• _Brief a_
Copy out the stretch of the court opinion from "In a supplemental" through "for this contention.".

• _Text to read_
↓

It is clear that the trial judge found that title to the automobiles in question was in Cherry, but that Cherry was estopped to assert his title as against the plaintiff Associates Discount.
We must first determine a question of pleading and procedure.
In a supplemental brief, Cherry contends that inasmuch as plaintiff did not specifically plead the doctrine of estoppel in reply to Cherry's answer, which alleged a superior title and right to possession, the plaintiff cannot enjoy the benefit of that doctrine and the court erred in applying it against him. Cherry cites Dicks v. Colonial Finance Corp., Fla. 1956, 85 So.2d 874 as authority for this contention.
In the Dicks case, supra, we held that estoppel is an affirmative defense which is waived if not specifically pleaded. In that case the defendant sought to avail himself of the defense of estoppel, but had failed to plead it in his answer. This factual distinction is material.

↑

• _Information given_
↓

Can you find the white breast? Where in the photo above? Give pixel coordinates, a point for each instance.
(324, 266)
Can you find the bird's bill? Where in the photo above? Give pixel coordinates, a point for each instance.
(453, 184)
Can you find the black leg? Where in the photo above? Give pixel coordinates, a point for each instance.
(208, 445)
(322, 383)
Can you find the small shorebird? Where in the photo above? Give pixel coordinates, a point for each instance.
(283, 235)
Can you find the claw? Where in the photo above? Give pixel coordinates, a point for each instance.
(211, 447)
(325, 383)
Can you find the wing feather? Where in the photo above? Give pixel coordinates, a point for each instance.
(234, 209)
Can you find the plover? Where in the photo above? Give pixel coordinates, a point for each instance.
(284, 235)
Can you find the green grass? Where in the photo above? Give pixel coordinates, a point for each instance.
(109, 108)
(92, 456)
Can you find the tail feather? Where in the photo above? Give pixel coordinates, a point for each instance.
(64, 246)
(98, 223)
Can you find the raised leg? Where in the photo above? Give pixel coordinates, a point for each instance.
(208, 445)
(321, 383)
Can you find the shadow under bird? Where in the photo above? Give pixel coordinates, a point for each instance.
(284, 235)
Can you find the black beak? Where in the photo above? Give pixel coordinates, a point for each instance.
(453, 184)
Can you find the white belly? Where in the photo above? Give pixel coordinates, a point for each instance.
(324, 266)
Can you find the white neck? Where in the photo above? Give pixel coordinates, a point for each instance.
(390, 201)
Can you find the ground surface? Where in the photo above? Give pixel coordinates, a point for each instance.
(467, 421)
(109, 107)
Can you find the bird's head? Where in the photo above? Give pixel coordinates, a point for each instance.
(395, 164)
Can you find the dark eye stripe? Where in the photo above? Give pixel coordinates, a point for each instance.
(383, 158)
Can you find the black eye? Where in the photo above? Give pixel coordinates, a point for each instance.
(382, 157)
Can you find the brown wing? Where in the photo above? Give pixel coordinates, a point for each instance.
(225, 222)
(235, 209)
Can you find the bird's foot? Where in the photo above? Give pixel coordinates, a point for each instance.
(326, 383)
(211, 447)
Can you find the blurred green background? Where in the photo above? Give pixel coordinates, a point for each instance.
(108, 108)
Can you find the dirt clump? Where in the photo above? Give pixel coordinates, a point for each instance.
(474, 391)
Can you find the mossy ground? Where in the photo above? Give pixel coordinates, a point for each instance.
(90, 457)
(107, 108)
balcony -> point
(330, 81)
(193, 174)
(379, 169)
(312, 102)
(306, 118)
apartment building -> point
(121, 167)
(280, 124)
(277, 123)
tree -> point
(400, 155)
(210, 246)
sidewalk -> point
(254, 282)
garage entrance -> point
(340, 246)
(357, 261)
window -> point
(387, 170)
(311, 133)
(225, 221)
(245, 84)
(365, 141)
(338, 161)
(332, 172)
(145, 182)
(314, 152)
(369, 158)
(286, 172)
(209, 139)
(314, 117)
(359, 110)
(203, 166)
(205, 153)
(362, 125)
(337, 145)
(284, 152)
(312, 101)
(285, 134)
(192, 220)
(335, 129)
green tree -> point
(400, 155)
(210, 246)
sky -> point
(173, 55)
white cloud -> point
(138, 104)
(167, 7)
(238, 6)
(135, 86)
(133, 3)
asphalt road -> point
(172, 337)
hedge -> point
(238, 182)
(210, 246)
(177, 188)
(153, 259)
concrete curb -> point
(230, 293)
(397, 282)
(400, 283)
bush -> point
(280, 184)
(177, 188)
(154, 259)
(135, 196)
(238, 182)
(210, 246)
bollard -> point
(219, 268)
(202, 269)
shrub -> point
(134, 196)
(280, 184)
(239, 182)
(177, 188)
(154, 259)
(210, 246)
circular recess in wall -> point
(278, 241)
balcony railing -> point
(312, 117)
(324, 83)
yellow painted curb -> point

↑

• _Brief b_
Rewrite the stretch of entries from the line containing "green tree -> point" through the end of the entries, putting "curbstone" in place of "curb" and leaving everything else as it is.

• _Exercise response a_
In a supplemental brief, Cherry contends that inasmuch as plaintiff did not specifically plead the doctrine of estoppel in reply to Cherry's answer, which alleged a superior title and right to possession, the plaintiff cannot enjoy the benefit of that doctrine and the court erred in applying it against him. Cherry cites Dicks v. Colonial Finance Corp., Fla. 1956, 85 So.2d 874 as authority for this contention.

• _Exercise response b_
green tree -> point
(400, 155)
(210, 246)
sky -> point
(173, 55)
white cloud -> point
(138, 104)
(167, 7)
(238, 6)
(135, 86)
(133, 3)
asphalt road -> point
(172, 337)
hedge -> point
(238, 182)
(210, 246)
(177, 188)
(153, 259)
concrete curbstone -> point
(230, 293)
(397, 282)
(400, 283)
bush -> point
(280, 184)
(177, 188)
(154, 259)
(135, 196)
(238, 182)
(210, 246)
bollard -> point
(219, 268)
(202, 269)
shrub -> point
(134, 196)
(280, 184)
(239, 182)
(177, 188)
(154, 259)
(210, 246)
circular recess in wall -> point
(278, 241)
balcony railing -> point
(312, 117)
(324, 83)
yellow painted curbstone -> point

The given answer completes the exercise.